• [Exercise requirements] Leave out the pictures and print the rest of the entries exactly as they stand.

Natural-language object grounding data:
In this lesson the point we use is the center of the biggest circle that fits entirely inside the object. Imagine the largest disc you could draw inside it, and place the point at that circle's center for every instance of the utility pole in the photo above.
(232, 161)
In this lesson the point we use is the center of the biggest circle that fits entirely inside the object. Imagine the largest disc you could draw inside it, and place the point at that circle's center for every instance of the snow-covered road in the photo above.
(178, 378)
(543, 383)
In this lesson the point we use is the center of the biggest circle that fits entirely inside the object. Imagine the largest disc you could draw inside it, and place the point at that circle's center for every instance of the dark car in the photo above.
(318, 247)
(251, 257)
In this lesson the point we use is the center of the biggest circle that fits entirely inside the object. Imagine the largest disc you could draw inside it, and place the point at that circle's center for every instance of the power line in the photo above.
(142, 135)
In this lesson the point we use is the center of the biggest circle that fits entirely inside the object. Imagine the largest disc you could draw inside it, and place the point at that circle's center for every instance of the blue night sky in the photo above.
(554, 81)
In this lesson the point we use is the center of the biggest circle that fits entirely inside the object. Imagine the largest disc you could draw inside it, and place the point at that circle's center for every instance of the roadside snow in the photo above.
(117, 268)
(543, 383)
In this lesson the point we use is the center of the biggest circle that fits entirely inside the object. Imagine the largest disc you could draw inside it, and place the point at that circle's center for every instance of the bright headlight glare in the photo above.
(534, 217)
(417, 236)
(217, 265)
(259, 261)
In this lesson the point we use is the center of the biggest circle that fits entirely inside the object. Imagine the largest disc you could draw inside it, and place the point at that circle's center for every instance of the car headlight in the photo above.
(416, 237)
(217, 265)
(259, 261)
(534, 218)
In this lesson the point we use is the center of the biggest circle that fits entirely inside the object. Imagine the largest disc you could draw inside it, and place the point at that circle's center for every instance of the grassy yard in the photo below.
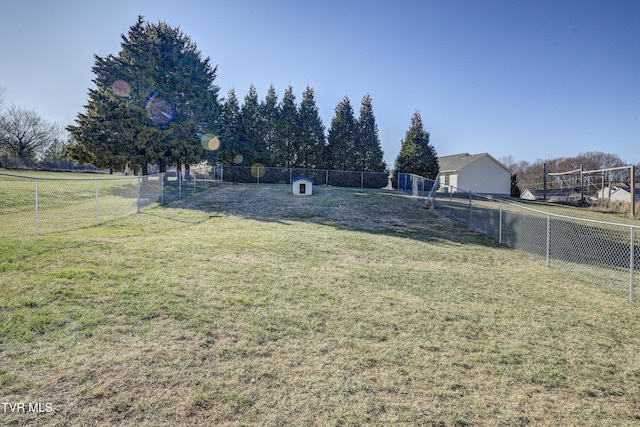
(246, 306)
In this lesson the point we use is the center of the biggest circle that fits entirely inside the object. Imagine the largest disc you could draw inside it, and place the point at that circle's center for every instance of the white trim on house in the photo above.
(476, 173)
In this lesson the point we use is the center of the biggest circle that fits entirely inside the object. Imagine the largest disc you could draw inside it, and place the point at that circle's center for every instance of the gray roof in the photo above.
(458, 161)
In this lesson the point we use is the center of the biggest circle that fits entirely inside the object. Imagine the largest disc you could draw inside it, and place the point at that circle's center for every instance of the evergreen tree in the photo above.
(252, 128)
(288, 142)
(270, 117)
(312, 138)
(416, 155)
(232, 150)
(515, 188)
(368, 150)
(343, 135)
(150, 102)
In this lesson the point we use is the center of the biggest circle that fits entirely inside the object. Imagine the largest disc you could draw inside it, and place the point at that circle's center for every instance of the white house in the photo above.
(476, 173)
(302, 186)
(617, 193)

• [Solution below]
In this lesson the point we use is the center of the biggest circle that fits entirely inside the object. Imagine the largest disc you could draw inside it, and place the point at that circle's center for every instance of the utility pole in the photo above.
(232, 161)
In this lesson the point we use is the center of the biggest circle that fits entirely inside the object. Imagine the largest disc you could draw inside it, and place the point at that circle's center for every instance of the snow-covered road in the photo above.
(178, 378)
(543, 383)
In this lesson the point we use is the center of the biggest circle that fits entirely inside the object. Imagine the largest disc you could draw inside it, and place the point at that circle's center for every instance of the dark car in the photo above.
(318, 247)
(251, 257)
In this lesson the point we use is the center of the biggest circle that fits entirely inside the object. Imagine the largest disc you could draw inside it, and place the point at that circle's center for every instance of the power line in the photo above.
(142, 135)
In this lesson the point we use is the center of the biggest circle that fits entirely inside the object. Imagine the largest disc you could draw inside it, and place the point at that circle's center for every instance of the blue night sky in the photo above.
(554, 81)
In this lesson the point we use is the center of the biggest circle that fits entirely inside the object. Imagine the largest disc you could draw inside it, and place the point at that circle's center for every instance of the roadside snow in the photo above.
(117, 268)
(543, 383)
In this lesson the point we use is the center of the biggest circle that fits entirely inside the object. Imagine the largest disc you could draw inside it, and place the point at that circle's center for every instance of the bright headlight glare in the photo above.
(534, 217)
(417, 236)
(217, 265)
(259, 261)
In this lesson the point we use is the center of the biggest circle that fits entirely inside the object. Imagine the largest disc you could draw inside it, and place the point at that circle's center for every instance of the car headlight in the photo above.
(416, 237)
(217, 265)
(259, 261)
(534, 218)
In this lesson the point we use is the center of the biggest circle that fits entirely inside the object. Imagine the largest disc you could draw inside it, and place the point at that circle's center for every instance of the grassy yard in the photo below.
(246, 306)
In this lesson the point we use is the center of the biggest circle that fits entirely inside the object. Imagine the largest disc you could draw inside it, and place the point at that circle's center for every instance of the white trim on house in the photo above.
(476, 173)
In this lesson the point we use is the center of the biggest circle that fits entirely inside the object. Imagine the largest disc you could draw inside it, and place the point at that circle's center for every instance of the gray roof in the photo above.
(458, 161)
In this lesson the point we use is the center of the biggest circle that fits entirely inside the object. Imagine the largest disc you could draw inside it, and place the point at that circle's center for every instance of the evergreen tree in the photo above.
(252, 128)
(288, 142)
(270, 117)
(312, 138)
(416, 155)
(232, 150)
(515, 188)
(368, 150)
(343, 135)
(150, 102)
In this lesson the point we use is the center of the biggest circle that fits entirely inside the object. Imagine the largest disc you could draw inside it, and place the point at that circle's center for every instance of the white house in the photo above.
(476, 173)
(302, 186)
(617, 193)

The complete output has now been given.